→ ENTRIES:
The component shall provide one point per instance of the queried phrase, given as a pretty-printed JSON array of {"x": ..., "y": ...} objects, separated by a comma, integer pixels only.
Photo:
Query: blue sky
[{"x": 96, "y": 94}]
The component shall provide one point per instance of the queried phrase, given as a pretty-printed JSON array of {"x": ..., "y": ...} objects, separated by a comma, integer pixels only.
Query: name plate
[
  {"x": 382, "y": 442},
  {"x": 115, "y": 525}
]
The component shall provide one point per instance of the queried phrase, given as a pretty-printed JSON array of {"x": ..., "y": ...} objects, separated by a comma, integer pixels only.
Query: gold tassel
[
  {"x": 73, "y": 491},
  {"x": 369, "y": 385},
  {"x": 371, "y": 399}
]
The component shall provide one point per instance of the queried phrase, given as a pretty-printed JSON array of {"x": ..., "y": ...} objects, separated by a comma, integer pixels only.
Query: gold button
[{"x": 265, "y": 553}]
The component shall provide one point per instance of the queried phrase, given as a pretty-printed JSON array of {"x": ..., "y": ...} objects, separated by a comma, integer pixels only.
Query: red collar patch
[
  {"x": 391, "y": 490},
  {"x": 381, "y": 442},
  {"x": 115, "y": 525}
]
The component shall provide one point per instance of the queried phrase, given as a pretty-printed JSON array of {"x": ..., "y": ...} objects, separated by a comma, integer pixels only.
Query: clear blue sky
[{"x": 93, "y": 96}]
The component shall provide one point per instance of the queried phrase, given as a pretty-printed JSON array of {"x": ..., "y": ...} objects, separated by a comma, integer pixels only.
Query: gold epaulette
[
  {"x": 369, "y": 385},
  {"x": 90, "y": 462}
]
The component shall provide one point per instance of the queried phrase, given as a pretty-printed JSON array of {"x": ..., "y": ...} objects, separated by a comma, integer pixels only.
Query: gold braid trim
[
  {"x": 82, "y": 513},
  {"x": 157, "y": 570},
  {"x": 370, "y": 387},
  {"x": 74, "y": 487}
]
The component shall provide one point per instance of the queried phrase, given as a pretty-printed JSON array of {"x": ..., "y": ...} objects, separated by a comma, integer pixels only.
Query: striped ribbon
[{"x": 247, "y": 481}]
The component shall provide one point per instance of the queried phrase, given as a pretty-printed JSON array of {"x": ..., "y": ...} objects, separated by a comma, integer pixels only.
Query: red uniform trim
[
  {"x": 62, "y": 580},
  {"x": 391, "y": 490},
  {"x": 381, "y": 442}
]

→ WORK TO COMPLETE: From the listing above, reproduce all the lines exactly.

→ SOLUTION FOR THIS TASK:
The component shall provide one point per instance of the queried phrase, given as a pretty-printed JSON array of {"x": ..., "y": ...} objects, separated by a comma, integer pixels only.
Photo:
Query: blue sky
[{"x": 96, "y": 94}]
The component shall provide one point per instance of the queried phrase, given as a pretty-printed JSON array of {"x": ..., "y": ...} objects, separated by a comma, integer pixels only.
Query: name plate
[
  {"x": 382, "y": 442},
  {"x": 115, "y": 525}
]
The component shall provide one point per instance of the queried phrase, given as a pretty-printed JSON array of {"x": ..., "y": ...} objects, separated by a comma, integer pixels only.
Query: gold tassel
[
  {"x": 73, "y": 491},
  {"x": 369, "y": 385},
  {"x": 371, "y": 399}
]
The component shall provide one point per instance of the queried phrase, given as a pretty-printed JSON array of {"x": ..., "y": ...} objects, separated by a comma, integer pixels only.
Query: gold button
[{"x": 265, "y": 553}]
The component shall provide one point per instance of the queried phrase, given as a pretty-printed JSON array of {"x": ..., "y": ...} objects, separated by a comma, integer pixels only.
Query: red collar patch
[
  {"x": 391, "y": 490},
  {"x": 381, "y": 442},
  {"x": 115, "y": 525}
]
The component shall provide one point per instance of the queried phrase, given as a pretty-printed JSON array of {"x": ..., "y": ...} objects, separated by a comma, integer pixels only.
Query: clear blue sky
[{"x": 93, "y": 96}]
The component shall provide one point per instance of the queried phrase, given as a pretty-printed JSON array of {"x": ..., "y": ...} objects, separated by a comma, integer pixels only.
Query: gold epaulette
[
  {"x": 369, "y": 385},
  {"x": 90, "y": 462}
]
The component shall provide one point per instance of the queried phrase, given as a pretty-printed JSON array of {"x": ..., "y": ...} objects, separated by a comma, integer pixels only.
Query: gold braid trim
[
  {"x": 82, "y": 513},
  {"x": 157, "y": 570},
  {"x": 370, "y": 387},
  {"x": 74, "y": 487}
]
The component shall provide one point per instance of the queried phrase, given as a pretty-printed JSON array of {"x": ..., "y": ...} objects, separated by a comma, integer pixels only.
Query: striped ribbon
[{"x": 247, "y": 481}]
The component shall provide one point per instance of the queried phrase, given as a pretty-printed JSON array of {"x": ..., "y": ...} objects, separated by a comma, integer pixels only.
Query: red uniform trim
[
  {"x": 62, "y": 580},
  {"x": 391, "y": 490},
  {"x": 381, "y": 442}
]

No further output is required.